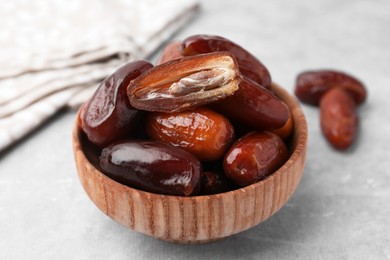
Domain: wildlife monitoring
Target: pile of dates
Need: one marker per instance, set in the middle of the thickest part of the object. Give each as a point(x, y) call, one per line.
point(204, 120)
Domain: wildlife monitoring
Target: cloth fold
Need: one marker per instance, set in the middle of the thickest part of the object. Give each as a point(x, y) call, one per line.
point(54, 53)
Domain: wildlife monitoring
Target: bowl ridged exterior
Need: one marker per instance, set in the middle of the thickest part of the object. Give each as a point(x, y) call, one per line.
point(197, 219)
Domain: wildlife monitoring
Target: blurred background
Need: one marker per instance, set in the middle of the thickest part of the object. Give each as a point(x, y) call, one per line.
point(339, 211)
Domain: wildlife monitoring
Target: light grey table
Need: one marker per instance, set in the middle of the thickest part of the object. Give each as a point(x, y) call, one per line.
point(341, 209)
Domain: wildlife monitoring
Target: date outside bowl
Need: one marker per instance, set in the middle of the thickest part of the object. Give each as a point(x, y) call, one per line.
point(197, 219)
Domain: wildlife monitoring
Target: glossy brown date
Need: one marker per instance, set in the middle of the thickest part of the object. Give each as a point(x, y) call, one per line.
point(108, 115)
point(248, 64)
point(152, 166)
point(339, 119)
point(202, 132)
point(171, 51)
point(213, 182)
point(312, 85)
point(253, 157)
point(254, 106)
point(285, 131)
point(185, 83)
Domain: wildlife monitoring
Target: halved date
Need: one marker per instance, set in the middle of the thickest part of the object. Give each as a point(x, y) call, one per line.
point(185, 83)
point(152, 166)
point(108, 115)
point(253, 106)
point(248, 64)
point(312, 85)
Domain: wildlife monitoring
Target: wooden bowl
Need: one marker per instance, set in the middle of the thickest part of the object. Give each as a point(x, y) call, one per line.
point(197, 219)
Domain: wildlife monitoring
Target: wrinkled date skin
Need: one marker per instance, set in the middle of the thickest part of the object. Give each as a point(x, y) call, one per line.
point(152, 166)
point(185, 83)
point(172, 51)
point(254, 106)
point(108, 115)
point(202, 132)
point(339, 119)
point(312, 85)
point(285, 131)
point(215, 182)
point(248, 64)
point(253, 157)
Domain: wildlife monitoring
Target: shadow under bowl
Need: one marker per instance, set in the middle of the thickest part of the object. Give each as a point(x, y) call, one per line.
point(197, 219)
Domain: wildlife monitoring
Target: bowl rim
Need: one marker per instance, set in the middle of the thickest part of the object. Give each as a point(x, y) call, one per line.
point(299, 144)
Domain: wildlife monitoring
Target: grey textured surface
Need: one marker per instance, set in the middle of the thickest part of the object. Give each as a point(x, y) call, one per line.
point(341, 208)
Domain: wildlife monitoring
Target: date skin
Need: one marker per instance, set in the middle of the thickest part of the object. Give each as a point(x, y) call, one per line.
point(202, 132)
point(312, 85)
point(248, 64)
point(254, 156)
point(152, 166)
point(108, 115)
point(254, 106)
point(171, 51)
point(339, 119)
point(285, 131)
point(215, 183)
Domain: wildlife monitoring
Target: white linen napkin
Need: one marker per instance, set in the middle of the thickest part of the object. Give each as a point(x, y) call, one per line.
point(54, 53)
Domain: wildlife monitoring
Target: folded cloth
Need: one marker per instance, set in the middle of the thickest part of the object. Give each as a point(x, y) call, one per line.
point(54, 53)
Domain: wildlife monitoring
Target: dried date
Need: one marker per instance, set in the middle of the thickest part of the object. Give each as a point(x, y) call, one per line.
point(185, 83)
point(108, 115)
point(152, 166)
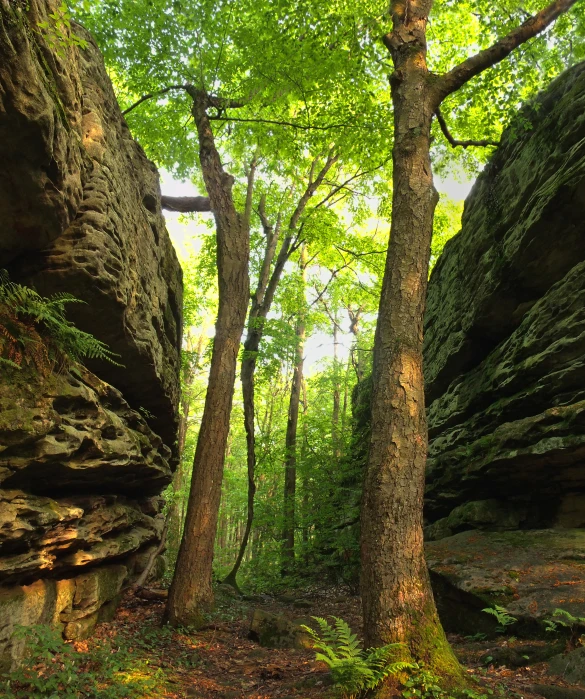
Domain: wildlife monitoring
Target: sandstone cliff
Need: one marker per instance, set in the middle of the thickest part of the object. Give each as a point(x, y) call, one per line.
point(80, 205)
point(81, 467)
point(505, 332)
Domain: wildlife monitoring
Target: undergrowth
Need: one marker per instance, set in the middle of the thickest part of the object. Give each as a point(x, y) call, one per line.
point(34, 331)
point(53, 669)
point(356, 671)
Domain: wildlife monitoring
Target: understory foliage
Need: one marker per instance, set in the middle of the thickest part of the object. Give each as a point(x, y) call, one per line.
point(35, 331)
point(52, 669)
point(353, 669)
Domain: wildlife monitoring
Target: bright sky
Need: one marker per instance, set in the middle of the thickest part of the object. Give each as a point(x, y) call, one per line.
point(184, 236)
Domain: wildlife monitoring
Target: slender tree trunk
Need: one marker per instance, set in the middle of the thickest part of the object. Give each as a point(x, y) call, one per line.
point(260, 308)
point(398, 603)
point(290, 463)
point(191, 593)
point(247, 377)
point(358, 361)
point(336, 391)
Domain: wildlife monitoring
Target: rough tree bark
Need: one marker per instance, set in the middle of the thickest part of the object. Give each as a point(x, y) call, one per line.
point(191, 594)
point(189, 372)
point(397, 599)
point(290, 459)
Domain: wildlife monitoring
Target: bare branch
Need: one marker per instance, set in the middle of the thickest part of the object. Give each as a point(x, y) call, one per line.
point(459, 75)
point(250, 190)
point(275, 122)
point(454, 142)
point(185, 205)
point(311, 189)
point(152, 95)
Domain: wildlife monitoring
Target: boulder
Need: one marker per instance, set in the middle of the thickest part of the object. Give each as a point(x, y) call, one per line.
point(529, 573)
point(275, 631)
point(74, 605)
point(570, 666)
point(83, 456)
point(504, 343)
point(81, 212)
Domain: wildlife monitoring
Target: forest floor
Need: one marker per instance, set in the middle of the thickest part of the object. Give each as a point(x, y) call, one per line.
point(220, 662)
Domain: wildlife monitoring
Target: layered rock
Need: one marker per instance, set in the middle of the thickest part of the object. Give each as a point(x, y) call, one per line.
point(505, 333)
point(82, 458)
point(80, 205)
point(66, 552)
point(530, 573)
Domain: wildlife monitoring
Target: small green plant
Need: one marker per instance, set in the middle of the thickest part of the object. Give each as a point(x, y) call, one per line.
point(424, 684)
point(353, 669)
point(52, 669)
point(564, 619)
point(34, 329)
point(58, 32)
point(479, 636)
point(146, 413)
point(502, 617)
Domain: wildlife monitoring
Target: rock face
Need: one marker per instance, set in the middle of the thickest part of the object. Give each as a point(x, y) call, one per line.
point(80, 206)
point(530, 573)
point(80, 465)
point(78, 514)
point(505, 334)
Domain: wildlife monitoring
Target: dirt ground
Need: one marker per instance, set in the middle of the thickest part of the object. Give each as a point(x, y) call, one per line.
point(220, 662)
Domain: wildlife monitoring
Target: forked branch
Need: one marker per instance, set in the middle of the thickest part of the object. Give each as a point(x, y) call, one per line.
point(185, 205)
point(455, 142)
point(458, 76)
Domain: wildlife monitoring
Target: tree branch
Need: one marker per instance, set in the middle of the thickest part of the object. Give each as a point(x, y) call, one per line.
point(185, 205)
point(275, 122)
point(312, 188)
point(250, 190)
point(459, 75)
point(152, 95)
point(453, 141)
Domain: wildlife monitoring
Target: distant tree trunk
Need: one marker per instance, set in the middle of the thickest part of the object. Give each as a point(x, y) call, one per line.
point(397, 599)
point(191, 593)
point(336, 391)
point(357, 352)
point(261, 304)
point(305, 476)
point(290, 463)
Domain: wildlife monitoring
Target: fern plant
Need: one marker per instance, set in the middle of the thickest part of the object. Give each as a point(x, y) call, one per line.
point(502, 617)
point(564, 619)
point(353, 669)
point(34, 330)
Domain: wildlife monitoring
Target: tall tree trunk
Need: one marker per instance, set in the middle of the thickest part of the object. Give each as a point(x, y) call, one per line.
point(190, 369)
point(396, 594)
point(191, 593)
point(398, 603)
point(260, 308)
point(336, 391)
point(290, 462)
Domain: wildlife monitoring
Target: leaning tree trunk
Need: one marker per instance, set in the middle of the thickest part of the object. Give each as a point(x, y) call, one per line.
point(398, 603)
point(247, 377)
point(396, 593)
point(290, 462)
point(191, 594)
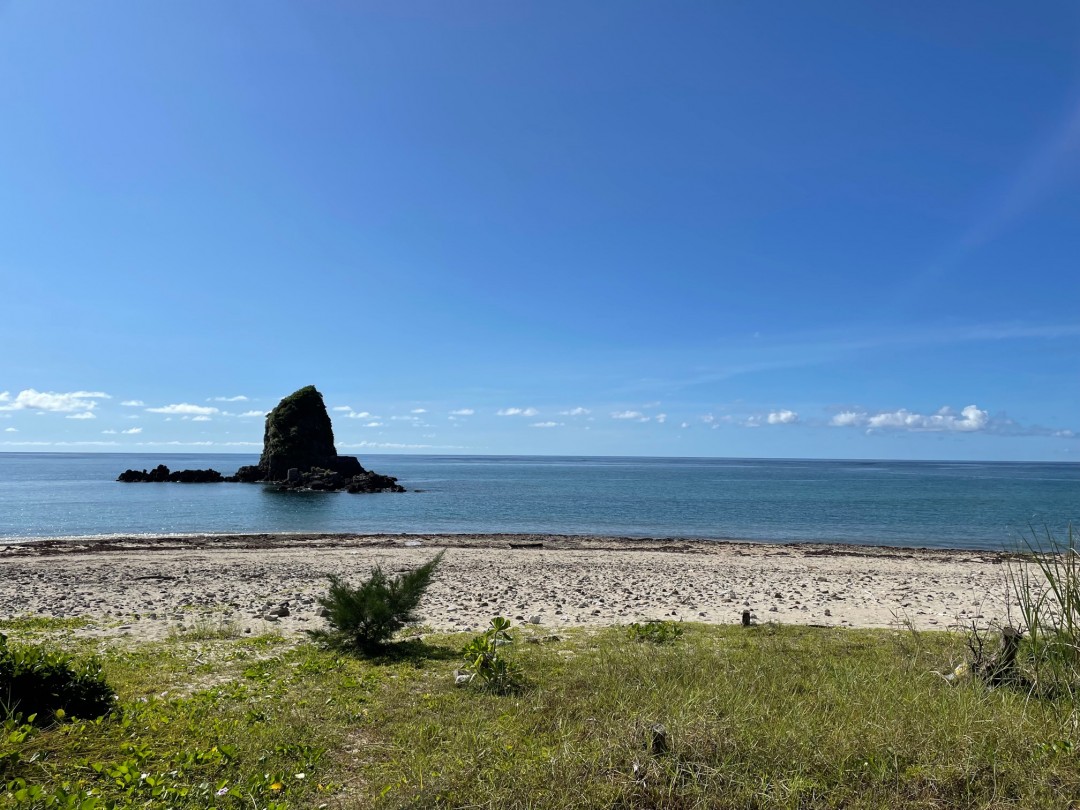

■ ■ ■ ■

## [TASK INSTRUCTIONS]
Please tally the lines of the entries that hold "grey" and give only the resulting number.

## [ANSWER AREA]
2